* AIM OF THE TASK
Output the data exactly, with every line intact.

■ ■ ■

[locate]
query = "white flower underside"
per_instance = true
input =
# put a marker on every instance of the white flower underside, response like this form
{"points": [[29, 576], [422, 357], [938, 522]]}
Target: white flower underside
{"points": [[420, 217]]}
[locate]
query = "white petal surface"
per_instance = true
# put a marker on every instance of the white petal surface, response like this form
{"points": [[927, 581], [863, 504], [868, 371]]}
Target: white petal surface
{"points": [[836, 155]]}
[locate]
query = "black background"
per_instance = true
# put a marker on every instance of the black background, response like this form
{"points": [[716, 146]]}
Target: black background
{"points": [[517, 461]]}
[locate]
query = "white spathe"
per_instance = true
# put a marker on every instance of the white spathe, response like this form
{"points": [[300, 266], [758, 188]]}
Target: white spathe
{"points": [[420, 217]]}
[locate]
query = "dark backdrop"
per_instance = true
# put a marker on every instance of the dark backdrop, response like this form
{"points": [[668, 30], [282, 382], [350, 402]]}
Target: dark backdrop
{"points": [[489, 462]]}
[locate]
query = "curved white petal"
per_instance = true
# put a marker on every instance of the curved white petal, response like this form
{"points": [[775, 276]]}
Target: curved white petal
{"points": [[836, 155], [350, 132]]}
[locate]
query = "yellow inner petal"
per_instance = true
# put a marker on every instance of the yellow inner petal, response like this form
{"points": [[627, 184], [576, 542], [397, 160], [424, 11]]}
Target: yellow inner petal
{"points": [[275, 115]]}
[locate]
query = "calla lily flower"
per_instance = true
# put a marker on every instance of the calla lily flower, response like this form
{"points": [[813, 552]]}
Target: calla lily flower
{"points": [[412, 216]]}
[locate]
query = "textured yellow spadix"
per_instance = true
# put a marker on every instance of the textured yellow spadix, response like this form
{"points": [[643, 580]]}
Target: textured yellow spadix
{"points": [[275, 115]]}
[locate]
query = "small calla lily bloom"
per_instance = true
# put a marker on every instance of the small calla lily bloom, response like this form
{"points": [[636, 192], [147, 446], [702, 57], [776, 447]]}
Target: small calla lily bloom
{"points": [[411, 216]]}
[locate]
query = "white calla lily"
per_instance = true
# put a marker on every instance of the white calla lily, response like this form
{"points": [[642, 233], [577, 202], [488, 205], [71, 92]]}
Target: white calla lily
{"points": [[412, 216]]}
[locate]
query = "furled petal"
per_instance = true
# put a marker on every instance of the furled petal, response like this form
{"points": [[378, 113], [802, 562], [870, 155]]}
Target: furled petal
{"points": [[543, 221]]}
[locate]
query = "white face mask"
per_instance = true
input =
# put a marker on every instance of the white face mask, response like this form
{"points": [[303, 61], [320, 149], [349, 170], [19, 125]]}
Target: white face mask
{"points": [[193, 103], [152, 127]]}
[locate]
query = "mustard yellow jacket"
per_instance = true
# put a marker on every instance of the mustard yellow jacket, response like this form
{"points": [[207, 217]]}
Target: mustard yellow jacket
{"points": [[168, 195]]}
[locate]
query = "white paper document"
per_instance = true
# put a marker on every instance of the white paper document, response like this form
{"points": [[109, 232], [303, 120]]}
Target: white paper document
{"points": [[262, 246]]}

■ ■ ■

* RESPONSE TO THE EXERCISE
[locate]
query = "white flower underside"
per_instance = true
input =
# put a marker on every instance of the white flower underside, response like this form
{"points": [[29, 576], [422, 357], [938, 522]]}
Target: white flower underside
{"points": [[420, 217]]}
[locate]
query = "white petal surface"
per_instance = true
# put a marker on every instance of the white petal surface, response like this form
{"points": [[927, 581], [863, 504], [868, 371]]}
Target: white petal surface
{"points": [[836, 155]]}
[locate]
query = "black background"
per_instance = true
# put a marker on every instance of the black background, response like this form
{"points": [[716, 146]]}
Target: black background
{"points": [[517, 461]]}
[locate]
query = "white spathe"
per_instance = true
# put a marker on every instance of the white spathe, response like this form
{"points": [[300, 266], [758, 188]]}
Target: white spathe
{"points": [[420, 217]]}
[locate]
query = "dark backdrop"
per_instance = true
# put a marker on every instance of the dark backdrop, response like this form
{"points": [[668, 30], [282, 382], [350, 402]]}
Target: dark backdrop
{"points": [[489, 462]]}
[locate]
query = "curved white petal"
per_instance = true
# put a marker on every instance of the curved white petal, response like this form
{"points": [[775, 276]]}
Target: curved white petal
{"points": [[836, 155], [350, 132]]}
[locate]
query = "yellow inner petal"
per_instance = true
# put a marker on every instance of the yellow inner petal, response like this form
{"points": [[627, 184], [576, 542], [397, 160], [424, 11]]}
Target: yellow inner petal
{"points": [[275, 115]]}
[locate]
query = "calla lily flower"
per_instance = true
# put a marker on every instance of the calla lily flower, response like this form
{"points": [[813, 552]]}
Target: calla lily flower
{"points": [[412, 216]]}
[locate]
query = "textured yellow spadix"
per_instance = true
# put a marker on every instance of the textured yellow spadix, response like this form
{"points": [[643, 580]]}
Target: textured yellow spadix
{"points": [[275, 115]]}
[locate]
query = "small calla lily bloom"
per_instance = true
# put a marker on every instance of the small calla lily bloom, response like this form
{"points": [[636, 192], [147, 446], [702, 57], [776, 447]]}
Target: small calla lily bloom
{"points": [[411, 216]]}
[locate]
query = "white calla lily"
per_instance = true
# put a marker on every instance of the white calla lily, response like this form
{"points": [[642, 233], [577, 202], [488, 205], [71, 92]]}
Target: white calla lily
{"points": [[412, 216]]}
[locate]
query = "furled petal"
per_instance = true
# put a marker on every instance of the furled petal, response like this form
{"points": [[378, 113], [802, 562], [870, 155]]}
Target: furled petal
{"points": [[543, 221]]}
[locate]
query = "white face mask"
per_instance = true
input =
# put a marker on every instance of the white face mask, response like this form
{"points": [[303, 61], [320, 149], [349, 170], [19, 125]]}
Target: white face mask
{"points": [[193, 103], [152, 127]]}
[locate]
query = "mustard yellow jacket"
per_instance = true
# put a marker on every instance of the mustard yellow jacket, response like this form
{"points": [[207, 217]]}
Target: mustard yellow jacket
{"points": [[168, 195]]}
[locate]
query = "white paper document"
per_instance = true
# put a marker on every instance of the white paper document, response like this form
{"points": [[109, 232], [303, 120]]}
Target: white paper document
{"points": [[262, 246]]}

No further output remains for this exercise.